Required work:
List every line in the items below that contains the word "blind".

Exercise data:
########
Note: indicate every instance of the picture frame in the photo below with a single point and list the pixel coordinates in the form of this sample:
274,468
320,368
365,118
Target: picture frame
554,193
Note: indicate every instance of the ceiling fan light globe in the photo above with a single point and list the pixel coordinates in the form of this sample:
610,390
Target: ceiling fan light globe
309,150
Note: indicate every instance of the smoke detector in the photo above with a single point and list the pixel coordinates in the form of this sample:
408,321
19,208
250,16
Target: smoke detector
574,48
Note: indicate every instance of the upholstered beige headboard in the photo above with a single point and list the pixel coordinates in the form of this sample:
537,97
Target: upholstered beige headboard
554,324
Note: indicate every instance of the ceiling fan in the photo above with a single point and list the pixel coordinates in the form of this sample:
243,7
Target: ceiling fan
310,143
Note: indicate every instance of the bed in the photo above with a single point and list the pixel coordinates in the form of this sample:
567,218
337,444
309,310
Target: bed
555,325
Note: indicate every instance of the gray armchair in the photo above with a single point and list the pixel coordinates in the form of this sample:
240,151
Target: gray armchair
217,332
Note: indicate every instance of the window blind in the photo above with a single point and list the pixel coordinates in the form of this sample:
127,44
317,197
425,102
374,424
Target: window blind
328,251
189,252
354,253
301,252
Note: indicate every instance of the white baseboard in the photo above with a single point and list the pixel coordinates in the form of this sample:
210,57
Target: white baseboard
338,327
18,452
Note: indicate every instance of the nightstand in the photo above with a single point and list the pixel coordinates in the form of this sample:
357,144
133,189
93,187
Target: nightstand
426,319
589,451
########
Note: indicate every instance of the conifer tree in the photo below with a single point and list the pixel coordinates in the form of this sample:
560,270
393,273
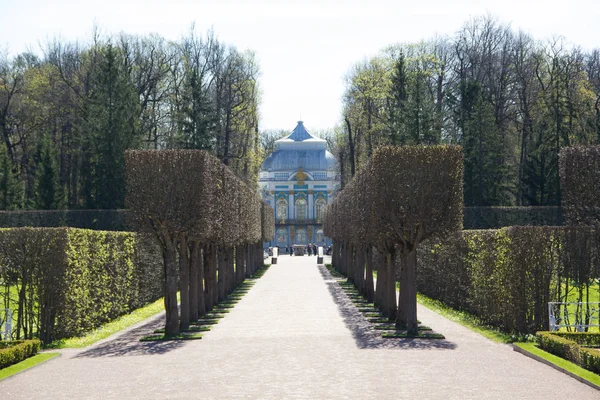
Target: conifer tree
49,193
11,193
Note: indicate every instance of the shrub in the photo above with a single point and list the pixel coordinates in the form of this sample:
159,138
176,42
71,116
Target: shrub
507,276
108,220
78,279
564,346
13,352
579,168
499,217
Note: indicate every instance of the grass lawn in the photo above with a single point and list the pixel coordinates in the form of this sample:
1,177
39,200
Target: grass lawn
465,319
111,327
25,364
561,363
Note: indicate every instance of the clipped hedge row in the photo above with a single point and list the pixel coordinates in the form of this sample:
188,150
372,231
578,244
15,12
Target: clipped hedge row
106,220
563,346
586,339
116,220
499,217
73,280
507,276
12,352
########
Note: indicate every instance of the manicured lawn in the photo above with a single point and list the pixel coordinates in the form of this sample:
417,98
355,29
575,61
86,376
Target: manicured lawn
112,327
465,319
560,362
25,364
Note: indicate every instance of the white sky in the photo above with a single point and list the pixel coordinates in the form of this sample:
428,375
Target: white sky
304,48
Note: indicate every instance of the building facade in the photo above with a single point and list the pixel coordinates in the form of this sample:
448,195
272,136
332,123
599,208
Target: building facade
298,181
########
Exercise output:
Note: indicate every instance of the window blind in the photo above with a single point and list the pixel coordinates in the form of this sample:
Target: window blind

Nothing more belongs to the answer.